Top of TASK INPUT
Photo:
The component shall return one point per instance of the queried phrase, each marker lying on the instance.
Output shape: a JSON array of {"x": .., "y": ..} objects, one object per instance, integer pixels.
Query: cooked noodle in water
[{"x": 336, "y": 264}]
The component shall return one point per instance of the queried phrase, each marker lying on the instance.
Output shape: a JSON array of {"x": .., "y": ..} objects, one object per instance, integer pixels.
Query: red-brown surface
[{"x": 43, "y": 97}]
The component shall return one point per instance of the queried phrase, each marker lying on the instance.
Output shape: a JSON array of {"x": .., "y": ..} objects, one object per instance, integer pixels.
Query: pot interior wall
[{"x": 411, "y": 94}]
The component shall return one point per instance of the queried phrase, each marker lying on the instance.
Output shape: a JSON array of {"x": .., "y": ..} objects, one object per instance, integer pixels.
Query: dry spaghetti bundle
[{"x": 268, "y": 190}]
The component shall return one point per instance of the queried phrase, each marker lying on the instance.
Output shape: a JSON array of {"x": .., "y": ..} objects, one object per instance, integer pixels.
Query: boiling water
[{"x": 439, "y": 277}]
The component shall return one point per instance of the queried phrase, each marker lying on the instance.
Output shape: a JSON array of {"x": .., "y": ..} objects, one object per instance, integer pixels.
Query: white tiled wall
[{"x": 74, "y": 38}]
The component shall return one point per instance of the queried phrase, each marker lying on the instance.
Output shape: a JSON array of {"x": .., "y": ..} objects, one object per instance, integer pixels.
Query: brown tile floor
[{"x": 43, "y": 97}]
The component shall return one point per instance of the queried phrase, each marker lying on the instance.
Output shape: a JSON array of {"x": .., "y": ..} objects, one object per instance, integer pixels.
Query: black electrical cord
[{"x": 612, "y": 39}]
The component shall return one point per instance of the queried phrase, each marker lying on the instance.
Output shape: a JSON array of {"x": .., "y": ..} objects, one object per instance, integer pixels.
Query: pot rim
Bottom of TASK INPUT
DIRECTIONS: Every record above is to be copied out again exactly as written.

ANSWER BELOW:
Photo:
The component shall return one point per instance of the queried phrase, each marker lying on the instance.
Output shape: a JSON array of {"x": .., "y": ..} objects, one object per instance, integer pixels.
Query: cooked noodle in water
[{"x": 336, "y": 264}]
The component shall return one point per instance of the queried phrase, each marker lying on the instance.
Output shape: a JSON array of {"x": .., "y": ..} objects, one object per instance, integer pixels.
Query: red-brown surface
[{"x": 43, "y": 97}]
The component shall return one point per instance of the queried phrase, each marker lying on the instance.
Output shape: a JSON array of {"x": .., "y": ..} objects, one object per instance, integer pixels.
Query: pot interior wall
[{"x": 411, "y": 94}]
The component shall return one point per instance of the queried phrase, each marker lying on the instance.
Output shape: a JSON array of {"x": .., "y": ..} objects, one object per instance, integer pixels.
Query: dry spaghetti bundle
[{"x": 268, "y": 190}]
The component shall return one point per instance of the queried phrase, each marker lying on the instance.
Output shape: a JSON array of {"x": .., "y": ..} objects, one object per instance, integer pixels.
Query: boiling water
[{"x": 439, "y": 277}]
The component shall return one point per instance of the queried phrase, each marker lying on the instance.
Output shape: a JSON array of {"x": .., "y": ..} objects, one object per instance, integer pixels.
Query: white tiled wall
[{"x": 74, "y": 38}]
The component shall return one point per instance of the queried phrase, each marker lying on the instance.
Output shape: a JSON array of {"x": .., "y": ..} objects, one object per instance, integer pixels.
Query: brown tile floor
[{"x": 43, "y": 97}]
The component shall return one point per instance of the queried phrase, each marker lying on the instance.
Output shape: a JSON array of {"x": .., "y": ..} objects, one object per instance, integer pixels.
Query: black electrical cord
[{"x": 612, "y": 39}]
The component shall return one point per instance of the queried phrase, each marker lying on the instance.
Output shape: a JSON array of {"x": .., "y": ..} objects, one object per instance, integer pixels.
Query: pot rim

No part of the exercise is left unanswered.